> [Directions]
Print all of the data exactly as written.

──────── Stored rows ────────

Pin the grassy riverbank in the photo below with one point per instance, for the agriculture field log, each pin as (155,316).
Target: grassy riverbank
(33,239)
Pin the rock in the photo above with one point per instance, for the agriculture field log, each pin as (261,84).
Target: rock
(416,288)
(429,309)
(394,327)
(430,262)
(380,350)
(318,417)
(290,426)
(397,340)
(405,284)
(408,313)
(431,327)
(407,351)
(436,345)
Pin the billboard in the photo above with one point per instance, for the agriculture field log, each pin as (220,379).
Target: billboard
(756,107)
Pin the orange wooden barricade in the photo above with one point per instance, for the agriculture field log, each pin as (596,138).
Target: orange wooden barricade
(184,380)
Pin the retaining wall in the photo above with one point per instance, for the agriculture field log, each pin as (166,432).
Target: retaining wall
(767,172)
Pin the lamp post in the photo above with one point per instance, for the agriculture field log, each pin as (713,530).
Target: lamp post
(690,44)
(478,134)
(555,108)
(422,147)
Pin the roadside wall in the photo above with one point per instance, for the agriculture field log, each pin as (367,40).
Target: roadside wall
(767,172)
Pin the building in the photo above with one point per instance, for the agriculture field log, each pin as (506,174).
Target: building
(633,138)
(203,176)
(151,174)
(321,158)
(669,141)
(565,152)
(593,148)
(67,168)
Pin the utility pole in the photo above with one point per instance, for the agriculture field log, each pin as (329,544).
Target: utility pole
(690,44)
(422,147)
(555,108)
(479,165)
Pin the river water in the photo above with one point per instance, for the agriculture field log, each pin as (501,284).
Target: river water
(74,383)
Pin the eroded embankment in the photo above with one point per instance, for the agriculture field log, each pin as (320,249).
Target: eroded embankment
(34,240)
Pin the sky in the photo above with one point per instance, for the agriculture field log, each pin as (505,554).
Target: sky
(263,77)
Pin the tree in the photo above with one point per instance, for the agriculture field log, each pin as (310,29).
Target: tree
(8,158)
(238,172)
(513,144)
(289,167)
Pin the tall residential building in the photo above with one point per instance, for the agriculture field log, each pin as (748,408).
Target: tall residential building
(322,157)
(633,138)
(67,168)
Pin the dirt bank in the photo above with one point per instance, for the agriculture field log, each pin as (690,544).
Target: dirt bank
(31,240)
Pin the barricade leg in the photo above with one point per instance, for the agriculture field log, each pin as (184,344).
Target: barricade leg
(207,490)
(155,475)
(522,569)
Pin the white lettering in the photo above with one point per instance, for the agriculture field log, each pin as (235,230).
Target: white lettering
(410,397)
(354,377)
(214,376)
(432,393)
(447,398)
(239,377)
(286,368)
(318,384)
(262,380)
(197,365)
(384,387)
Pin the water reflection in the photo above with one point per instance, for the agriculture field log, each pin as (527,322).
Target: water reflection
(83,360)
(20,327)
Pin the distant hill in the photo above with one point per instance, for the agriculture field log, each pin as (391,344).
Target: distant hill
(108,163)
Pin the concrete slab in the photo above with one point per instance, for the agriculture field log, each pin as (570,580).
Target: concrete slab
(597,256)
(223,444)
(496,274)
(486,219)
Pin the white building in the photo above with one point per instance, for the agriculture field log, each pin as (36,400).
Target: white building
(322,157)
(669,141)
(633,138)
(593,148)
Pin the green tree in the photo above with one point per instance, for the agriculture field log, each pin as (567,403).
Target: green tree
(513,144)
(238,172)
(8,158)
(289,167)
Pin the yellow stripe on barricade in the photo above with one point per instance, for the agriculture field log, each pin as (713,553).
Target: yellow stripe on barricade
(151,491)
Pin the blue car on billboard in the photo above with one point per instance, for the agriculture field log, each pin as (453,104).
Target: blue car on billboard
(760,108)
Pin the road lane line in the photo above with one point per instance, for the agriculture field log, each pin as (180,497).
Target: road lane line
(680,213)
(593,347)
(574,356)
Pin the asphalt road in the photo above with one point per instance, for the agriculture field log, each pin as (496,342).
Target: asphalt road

────────

> [Task answer]
Pin the grassy riverbank in the photo below with one point per instance, for the agriculture field log, each pin as (155,316).
Target: grassy riverbank
(33,239)
Pin the rock in the photo above with one point per instance, for the agriculture field log, each pin as (261,84).
Target: rock
(416,288)
(429,309)
(394,327)
(430,262)
(380,350)
(318,417)
(290,426)
(397,340)
(405,284)
(408,313)
(431,327)
(407,351)
(436,345)
Pin the billboard in the photo above with one point per instance, for the agriculture field log, each pin as (220,379).
Target: billboard
(756,107)
Pin the orange wooden barricade in the photo above with one point per instance, for the agriculture field log, each pin as (596,138).
Target: orange wooden barricade
(184,380)
Pin the retaining wall in the photo above with one point per instance, for the agriculture field log, each pin as (166,432).
Target: retaining wall
(767,172)
Pin the lamp post in the photo above with one point per instance, for the agriculture field log, each pin as (713,530).
Target: lamp post
(690,44)
(478,134)
(555,108)
(422,147)
Pin the roadside wall in the photo above with one point per instance, for the agriculture field log, each pin as (367,40).
Target: roadside wall
(767,172)
Pin the building in the photo above with one point per instance, for the agriculture field log, each pin as (506,174).
Target: building
(633,138)
(203,176)
(151,174)
(321,158)
(669,141)
(565,152)
(593,148)
(67,168)
Pin the utility pole in the photo above with one point per instance, for the agriculture field log, each pin as (329,544).
Target: utility pole
(690,44)
(422,147)
(555,108)
(479,165)
Pin the river water in the photo above with one point per instance, for the agriculture field log, each pin as (501,284).
Target: river water
(74,383)
Pin the eroded embankment in the photo above with one point per instance, for the agriculture field log, each pin as (320,249).
Target: eroded embankment
(34,240)
Pin the sky in the photo above with one point per instance, for the agriculture field log, each pin as (505,554).
Target: sky
(263,77)
Pin the tree in the photo above with one point per instance, for the agriculture field log, each pin as (310,29).
Target: tree
(8,158)
(238,172)
(513,144)
(289,167)
Pin the tall residential building in the photo above with one point per instance, for the agriculture field log, each pin as (748,408).
Target: tall residential building
(322,157)
(633,138)
(67,168)
Pin the dirt bank in the photo above with one point per instance, for the agriculture field log, each pin as (690,544).
Target: dirt bank
(31,240)
Pin the barricade leg in the photo above with one point per instance, for the agriculture field log, each pin as (184,344).
Target: barricade leg
(207,490)
(155,475)
(522,569)
Pin the white lettering in the photo above with one point per instance, for the agriculture field log, each pin as (235,230).
Target: white lettering
(410,397)
(354,377)
(214,376)
(432,393)
(447,398)
(239,377)
(286,368)
(318,384)
(262,380)
(197,365)
(384,387)
Pin the water reflection in the photo above with one point per instance, for the agriculture field log, each pin as (527,322).
Target: water reflection
(83,360)
(20,327)
Pin the distant hill in the photo above with one point per instance, for the agriculture field log, each pin as (391,344).
Target: distant hill
(108,163)
Pin the concrete slab in the photo above with one point per instance, for the agriculture field log, each pin as (570,580).
Target: concrete slab
(597,256)
(223,444)
(496,274)
(486,219)
Pin the white building in the photo above with one point per instance, for the agriculture field log, each pin as (36,400).
Target: white building
(322,157)
(669,141)
(633,138)
(593,148)
Pin the green tree in the photo above with one point per instance, for the agriculture field log, each pin as (567,403).
Target: green tree
(513,144)
(238,172)
(8,158)
(289,167)
Pin the yellow stripe on barricade in the photo above with one point per instance, for the agriculture field log, each pin as (713,553).
Target: yellow stripe on barricade
(151,491)
Pin the blue car on billboard in the photo above with one point per instance, for the agriculture field log, each pin as (453,104).
Target: blue car on billboard
(760,108)
Pin the road lane line in the photo above with one point per instance, for the agriculture field log, each pin as (180,497).
Target: road lane line
(680,213)
(593,347)
(574,356)
Pin the asphalt road in the photo above with one point per instance, for the agriculture field log, each pin as (496,342).
Target: asphalt road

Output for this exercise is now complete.